• Exercise
Copy everything in the PIM FAQ text from "Communication between the" down to "one convenient location.", word for word.

Communication between the iPA/computer and the ACE standard is established via the USB connection. All calibration calculations are performed via Kaelus Unify. Internet connection is required for Kaelus Unify.

PIM FAQs

Through interaction with engineers and technicians in many countries throughout the world, Kaelus has had the opportunity to discuss and evaluate measurement techniques as they apply to a wide variety of scenarios. We have discussed the problem of IM with component manufacturers, infrastructure providers, site managers and service providers. This list of "Frequently Asked Questions" is an attempt to consolidate the information we've gathered into one convenient location.

Passive IM, similar to Active IM but occurring in passive devices, is present whenever RF signals at two or more frequencies are simultaneously present in a conductor of RF energy. Every passive RF device generates passive IM products when more than one frequency is present in the device. The signals are mixed by the non-linear properties of junctions between dissimilar materials. Typically, it is the odd-ordered products (e.g. IM3=2*F1-F2) that can be very problematic should they fall within an uplink, or receive band of the base station because they appear to the receiver as interference. The result can be a receiver desensitization which is independent of the receiver's random noise floor.

In RF components (antennas, cables, filters, etc.), there are typically three causes:

  1. Poor mechanical junctions in the RF path
  2. RF components fabricated with materials which exhibit some level of hysteresis (e.g., stainless steel)

• Provided data
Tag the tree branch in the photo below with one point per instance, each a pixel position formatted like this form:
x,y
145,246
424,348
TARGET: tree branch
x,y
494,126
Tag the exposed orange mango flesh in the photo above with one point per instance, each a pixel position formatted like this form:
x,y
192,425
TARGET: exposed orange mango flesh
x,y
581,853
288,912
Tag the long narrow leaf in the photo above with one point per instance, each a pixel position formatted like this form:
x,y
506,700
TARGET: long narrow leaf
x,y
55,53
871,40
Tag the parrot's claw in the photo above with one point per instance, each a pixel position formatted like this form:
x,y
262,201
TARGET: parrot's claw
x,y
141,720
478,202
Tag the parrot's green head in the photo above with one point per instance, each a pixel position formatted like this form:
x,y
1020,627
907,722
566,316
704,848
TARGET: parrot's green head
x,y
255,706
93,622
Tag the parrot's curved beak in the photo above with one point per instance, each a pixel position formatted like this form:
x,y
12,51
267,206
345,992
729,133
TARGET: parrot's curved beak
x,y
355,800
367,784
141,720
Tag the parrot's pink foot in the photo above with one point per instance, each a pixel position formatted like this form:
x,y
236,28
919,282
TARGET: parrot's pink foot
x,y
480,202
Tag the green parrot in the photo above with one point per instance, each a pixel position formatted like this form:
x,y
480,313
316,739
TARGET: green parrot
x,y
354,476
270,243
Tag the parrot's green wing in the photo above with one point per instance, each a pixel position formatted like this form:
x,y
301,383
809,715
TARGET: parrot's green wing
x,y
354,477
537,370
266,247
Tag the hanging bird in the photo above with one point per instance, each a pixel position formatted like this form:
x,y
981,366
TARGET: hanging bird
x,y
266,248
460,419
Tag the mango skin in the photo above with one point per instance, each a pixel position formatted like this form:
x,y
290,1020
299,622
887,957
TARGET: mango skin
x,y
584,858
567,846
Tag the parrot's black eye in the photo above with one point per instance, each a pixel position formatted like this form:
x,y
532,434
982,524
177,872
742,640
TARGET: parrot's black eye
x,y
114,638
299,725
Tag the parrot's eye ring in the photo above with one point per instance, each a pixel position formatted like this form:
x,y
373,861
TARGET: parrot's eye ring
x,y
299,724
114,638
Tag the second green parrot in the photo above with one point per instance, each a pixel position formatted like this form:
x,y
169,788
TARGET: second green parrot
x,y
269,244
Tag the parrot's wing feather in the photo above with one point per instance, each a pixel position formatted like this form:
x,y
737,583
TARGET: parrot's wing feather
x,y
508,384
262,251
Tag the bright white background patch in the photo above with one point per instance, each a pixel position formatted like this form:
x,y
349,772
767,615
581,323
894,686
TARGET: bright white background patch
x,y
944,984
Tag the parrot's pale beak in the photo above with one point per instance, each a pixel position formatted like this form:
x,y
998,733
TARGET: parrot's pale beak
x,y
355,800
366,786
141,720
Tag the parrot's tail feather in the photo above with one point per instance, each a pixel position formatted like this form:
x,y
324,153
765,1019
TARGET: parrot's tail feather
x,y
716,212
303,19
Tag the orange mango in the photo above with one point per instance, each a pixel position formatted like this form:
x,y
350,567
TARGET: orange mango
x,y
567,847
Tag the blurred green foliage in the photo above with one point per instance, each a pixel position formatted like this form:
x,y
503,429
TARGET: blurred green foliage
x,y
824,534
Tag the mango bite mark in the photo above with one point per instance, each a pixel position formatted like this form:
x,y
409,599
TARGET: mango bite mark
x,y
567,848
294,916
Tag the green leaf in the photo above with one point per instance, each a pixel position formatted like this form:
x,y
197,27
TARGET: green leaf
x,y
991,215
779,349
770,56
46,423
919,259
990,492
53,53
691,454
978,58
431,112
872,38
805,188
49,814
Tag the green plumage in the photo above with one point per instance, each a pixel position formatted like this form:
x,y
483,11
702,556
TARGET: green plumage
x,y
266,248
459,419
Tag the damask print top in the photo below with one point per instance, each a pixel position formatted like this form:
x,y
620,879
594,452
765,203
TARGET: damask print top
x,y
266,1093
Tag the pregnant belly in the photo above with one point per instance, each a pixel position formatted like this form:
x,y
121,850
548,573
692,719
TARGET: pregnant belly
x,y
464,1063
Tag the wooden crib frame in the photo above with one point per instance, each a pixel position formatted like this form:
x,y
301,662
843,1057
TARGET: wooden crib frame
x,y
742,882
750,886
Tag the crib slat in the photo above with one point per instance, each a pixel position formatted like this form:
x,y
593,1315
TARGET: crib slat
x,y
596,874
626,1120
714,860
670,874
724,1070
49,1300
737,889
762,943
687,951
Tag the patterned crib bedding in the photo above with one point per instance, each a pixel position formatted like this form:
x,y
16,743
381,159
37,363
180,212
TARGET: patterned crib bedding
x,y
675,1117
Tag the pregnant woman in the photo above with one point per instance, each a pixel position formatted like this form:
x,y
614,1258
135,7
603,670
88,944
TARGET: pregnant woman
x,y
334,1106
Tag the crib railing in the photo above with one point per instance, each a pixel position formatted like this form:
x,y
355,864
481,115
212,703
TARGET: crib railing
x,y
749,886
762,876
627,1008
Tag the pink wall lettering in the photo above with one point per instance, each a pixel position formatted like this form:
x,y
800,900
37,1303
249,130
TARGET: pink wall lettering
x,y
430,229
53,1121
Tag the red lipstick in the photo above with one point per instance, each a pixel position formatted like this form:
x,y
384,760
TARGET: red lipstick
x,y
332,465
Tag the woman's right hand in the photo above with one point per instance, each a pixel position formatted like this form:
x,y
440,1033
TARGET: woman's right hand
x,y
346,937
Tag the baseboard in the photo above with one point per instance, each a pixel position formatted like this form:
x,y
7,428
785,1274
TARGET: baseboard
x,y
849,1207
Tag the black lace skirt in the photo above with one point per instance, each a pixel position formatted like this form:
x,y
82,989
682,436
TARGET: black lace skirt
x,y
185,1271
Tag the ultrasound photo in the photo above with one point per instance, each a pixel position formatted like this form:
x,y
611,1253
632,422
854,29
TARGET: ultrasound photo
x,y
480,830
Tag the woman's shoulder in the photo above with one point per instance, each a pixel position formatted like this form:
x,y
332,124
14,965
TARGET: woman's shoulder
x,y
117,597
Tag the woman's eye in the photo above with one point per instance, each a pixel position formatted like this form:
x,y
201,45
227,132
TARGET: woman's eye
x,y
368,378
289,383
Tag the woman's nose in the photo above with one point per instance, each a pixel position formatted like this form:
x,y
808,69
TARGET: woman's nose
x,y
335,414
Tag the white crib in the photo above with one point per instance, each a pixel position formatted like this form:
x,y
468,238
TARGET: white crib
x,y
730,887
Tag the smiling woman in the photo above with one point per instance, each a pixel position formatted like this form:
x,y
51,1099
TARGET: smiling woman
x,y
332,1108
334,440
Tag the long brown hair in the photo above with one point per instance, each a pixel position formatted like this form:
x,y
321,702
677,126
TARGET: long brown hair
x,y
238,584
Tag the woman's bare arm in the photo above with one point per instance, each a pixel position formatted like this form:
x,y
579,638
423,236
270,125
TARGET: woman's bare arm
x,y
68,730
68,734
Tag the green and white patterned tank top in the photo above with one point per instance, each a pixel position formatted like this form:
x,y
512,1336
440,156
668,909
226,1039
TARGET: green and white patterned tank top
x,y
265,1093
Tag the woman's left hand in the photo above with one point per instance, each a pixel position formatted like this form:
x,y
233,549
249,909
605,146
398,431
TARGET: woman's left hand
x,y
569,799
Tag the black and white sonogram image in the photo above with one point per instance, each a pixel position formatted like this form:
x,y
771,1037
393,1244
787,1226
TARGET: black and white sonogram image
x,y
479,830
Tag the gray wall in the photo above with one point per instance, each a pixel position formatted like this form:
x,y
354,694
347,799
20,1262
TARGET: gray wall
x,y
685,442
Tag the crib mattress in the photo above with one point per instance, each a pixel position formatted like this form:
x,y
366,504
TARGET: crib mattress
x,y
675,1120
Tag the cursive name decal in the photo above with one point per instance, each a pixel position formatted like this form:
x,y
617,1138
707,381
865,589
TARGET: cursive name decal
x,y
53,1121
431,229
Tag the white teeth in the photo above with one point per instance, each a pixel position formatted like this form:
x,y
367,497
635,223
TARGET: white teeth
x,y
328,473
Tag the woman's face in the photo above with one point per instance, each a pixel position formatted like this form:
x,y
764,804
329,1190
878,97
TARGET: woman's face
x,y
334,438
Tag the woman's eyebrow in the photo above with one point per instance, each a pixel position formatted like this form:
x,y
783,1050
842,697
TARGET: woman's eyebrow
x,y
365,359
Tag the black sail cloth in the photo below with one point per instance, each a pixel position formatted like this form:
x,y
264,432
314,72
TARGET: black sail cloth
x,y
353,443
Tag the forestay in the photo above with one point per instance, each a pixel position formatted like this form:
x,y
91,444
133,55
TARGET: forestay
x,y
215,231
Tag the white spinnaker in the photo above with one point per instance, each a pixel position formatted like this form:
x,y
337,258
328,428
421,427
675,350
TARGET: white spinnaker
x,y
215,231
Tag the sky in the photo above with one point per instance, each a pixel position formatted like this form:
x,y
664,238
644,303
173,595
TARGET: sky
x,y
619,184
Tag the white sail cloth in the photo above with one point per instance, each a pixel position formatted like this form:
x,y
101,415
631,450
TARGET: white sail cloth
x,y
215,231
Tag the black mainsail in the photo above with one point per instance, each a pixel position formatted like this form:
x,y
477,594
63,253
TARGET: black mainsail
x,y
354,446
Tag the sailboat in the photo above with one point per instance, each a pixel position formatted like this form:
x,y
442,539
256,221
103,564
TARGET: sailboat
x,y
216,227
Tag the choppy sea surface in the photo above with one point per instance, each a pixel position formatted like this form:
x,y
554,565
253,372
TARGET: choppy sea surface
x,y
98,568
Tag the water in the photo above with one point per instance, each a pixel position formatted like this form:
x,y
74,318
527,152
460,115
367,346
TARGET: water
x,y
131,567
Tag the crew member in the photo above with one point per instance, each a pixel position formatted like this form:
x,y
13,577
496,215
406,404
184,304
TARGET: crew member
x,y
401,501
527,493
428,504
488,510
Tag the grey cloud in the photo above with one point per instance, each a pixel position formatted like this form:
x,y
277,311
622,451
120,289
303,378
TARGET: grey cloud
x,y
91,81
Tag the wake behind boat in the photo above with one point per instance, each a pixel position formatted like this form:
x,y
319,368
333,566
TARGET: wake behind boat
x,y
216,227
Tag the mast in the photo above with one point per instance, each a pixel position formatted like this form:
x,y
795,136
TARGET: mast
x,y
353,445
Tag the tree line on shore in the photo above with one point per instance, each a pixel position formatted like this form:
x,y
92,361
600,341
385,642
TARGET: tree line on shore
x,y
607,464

• Output
Communication between the iPA/computer and the ACE standard is established via the USB connection. All calibration calculations are performed via Kaelus Unify. Internet connection is required for Kaelus Unify.

PIM FAQs

Through interaction with engineers and technicians in many countries throughout the world, Kaelus has had the opportunity to discuss and evaluate measurement techniques as they apply to a wide variety of scenarios. We have discussed the problem of IM with component manufacturers, infrastructure providers, site managers and service providers. This list of "Frequently Asked Questions" is an attempt to consolidate the information we've gathered into one convenient location.